*Exercise requirements:* Carry on the passage below about personal finance education in schools, beginning after its last sentence.

*Passage:*
+-------+
Over the long term, we want to ensure that all children and young people can access a planned and coherent programme of personal finance education, so that they leave school with the skills and confidence to manage their money well. What does that mean in practice? What will schools and colleges need to have in place? What do the Government and their partners need to do to offer schools the right support and resources?
First, there is already considerable scope for schools to address those issues. The hon. Gentleman referred to some good examples, although he expressed impatience that they are not universal. There is scope not only within personal, social and health education, but also in citizenship—however flawed the hon. Gentleman may think it is—maths, business studies and careers and enterprise education. Within PSHE, pupils develop their financial skills through age-appropriate activities. Younger children are introduced to ideas such as saving and planning, whereas older pupils study more complex concepts, such as influences on saving and how to budget.
Within citizenship studies, older pupils must study broader financial issues such as how the economy functions. I accept that that is not directly personal finance, but it provides an important context in which to judge personal financial decisions.
The Government are spending £60 million each year until 2011 to help schools embed enterprise across the curriculum, helping young people to develop creativity, innovation and risk-management skills. The focus on enterprise will, I hope, help pupils to develop financial literacy and business understanding. Clearly, they are not the same thing, but there is a good relationship between the two. If young people are developing enterprises in schools, as many are, they are learning about budgetary processes and financial management for those small business that they are developing. They can then, in time, apply some of those principles to their own finances.
We think that we could do more to help young people develop their financial capability—hence our proposed changes, outlined within the Treasury document. For example, we will introduce a new child trust fund payment for seven-year-olds from 2009. We think that that is an important opportunity for children to start to think about finance, so we will explore ways of making the most of that with appropriate resources in schools.
The current review of the secondary curriculum provides an opportunity to consolidate financial capability within the curriculum for older pupils. The review is designed to reduce prescription and increase flexibility, offering the kind of personalised learning that we think is essential if we are to continue to drive up standards.
The proposed new curriculum, which is out for consultation until the end of this month, revises the PSHE curriculum, so pupils will study economic well-being as a discrete strand of work. Personal, social and health education will then become, as the hon. Member for Harrogate and Knaresborough said, PSHEE, standing for personal, social, health and economic education. That would include learning how to manage money, addressing concepts such as savings, investment and trade, and understanding financial terms relevant to pupils’ everyday lives.
The development of functional maths is important: it will be an essential component of GCSE maths from 2010. I accept that it will not address behaviour, which should be addressed in another context, but no one will be able to pass GCSE maths without demonstrating that they are able to apply their theoretical knowledge of maths to real-life situations. For example, students may be asked to calculate interest repayments on a mortgage or think about the cost-effectiveness of various mobile phone tariffs. As those examples show, financial literacy is an important element of functional skills and students will need to demonstrate that they have a solid grasp of those issues as they study the fundamental subject of GCSE maths.
Functional maths—alongside literacy—will also be part of the new diplomas. Those enthused by concepts of financial literacy who want to develop their skills further may want to pursue the new diploma in finance and business administration, which will be available in some areas from September 2009 and will be an entitlement for all pupils from 2013. The financial services sector skills council will be leading the development of this diploma, ensuring the content will effectively prepare young people for careers in the sector or for further study.
+-------+
*Given material:*
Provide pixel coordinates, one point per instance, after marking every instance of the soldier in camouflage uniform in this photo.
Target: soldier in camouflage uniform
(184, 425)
+-------+
*Task answer:*
Colleges in particular have a critical role to play in helping those adults whom I mentioned earlier who struggle to make sense of the financial world. As part of our overall skills for life strategy, the Basic Skills Agency has had £3 million of funding to invest in a financial literacy project. It has developed materials and learning programmes for use in FE colleges. York college, for example, has used those resources to embed financial literacy within different vocational courses.
It is also critical, as both hon. Members have mentioned, that teachers in schools and colleges have the support and training they need, so that they are confident in helping young people to develop their own skills and knowledge. There is a newly formed professional subject association for PSHE, which will support teachers to plan, deliver and evaluate better PSHE provision, including personal finance education.
We are updating the curriculum guidance for personal finance education this year. The Qualifications and Curriculum Authority has also recently published guidance for PSHE, which covers financial education, and from September, the functional mathematics element of the new diplomas will become part of the curriculum for trainee teachers of the relevant age group. We will also be examining whether more support is needed for PSHE teachers—perhaps, for example, by developing a new module in financial capability in their continuous professional development programme.
I must also mention, as the hon. Member for Harrogate and Knaresborough did, the excellent support made available by the Personal Finance Education Group, an educational charity primarily funded by the Financial Services Authority, whose learning money matters programme offers a one-stop-shop for schools to get advice on planning their provision for financial education. It aims to reach 4,000 secondary schools directly by 2010. Because of its significant expertise in this area, we have asked it to redevelop the guidance on teaching financial capability that I referred to before. Finally on this point, the new national centre for excellence in maths teaching will play an important role in supporting better teaching and sharing good practice in financial literacy in respect of functional maths.
I have talked about the range of activities that we are undertaking in this area, but I should comment on the principal point that the hon. Gentleman made about compulsion. We do not believe that it is necessary or desirable to make financial capability a separate statutory area of the curriculum. In fact, we do not think that making all elements of the PSHE statutory for secondary school pupils is necessary, although all are required to cover sex, drugs and, not rock and roll, but careers education. In essence, we are trying to reduce the level of prescription from Whitehall and offer more flexibility on the ground for schools.
Making the subject compulsory will not necessarily improve the way in which it is taught, and we think that that is the crucial factor that we need to focus on. We need to concentrate on improving delivery in the classroom. That means a focus on ensuring that teachers have the skills and confidence to teach those subjects effectively. We think that it is more important that we invest in the work force and ensure that the appropriate resources are available to them. Teachers themselves agree with that approach. An FSA survey of teachers showed that there is little support for personal finance to be made statutory and that what schools need is flexibility within the curriculum.
Moreover, PSHE and citizenship already covers some elements of financial literacy, and that will be enhanced by the proposed changes in the secondary curriculum review, which, as I have said, will free up time. I hope that freeing up time, particularly in key stage 3, will mean that schools will opt to develop further their enterprise and financial education, alongside other things such as learning outside the classroom and some of the other skills for life that can make school more engaging during those critical first three years of secondary school—where there is a secondary system, rather than a middle school system, in place. That will mean that pupils can continue to be engaged in those areas, but also in their academic learning, as they go on.
For similar reasons, we do not believe that it is appropriate to make it compulsory for every pupil to have a qualification demonstrating their financial capability. The qualifications are available to the schools that wish to provide them. Some may choose to use the time that they will have in key stage 3 for that purpose. But it is more important that young people acquire the relevant skills.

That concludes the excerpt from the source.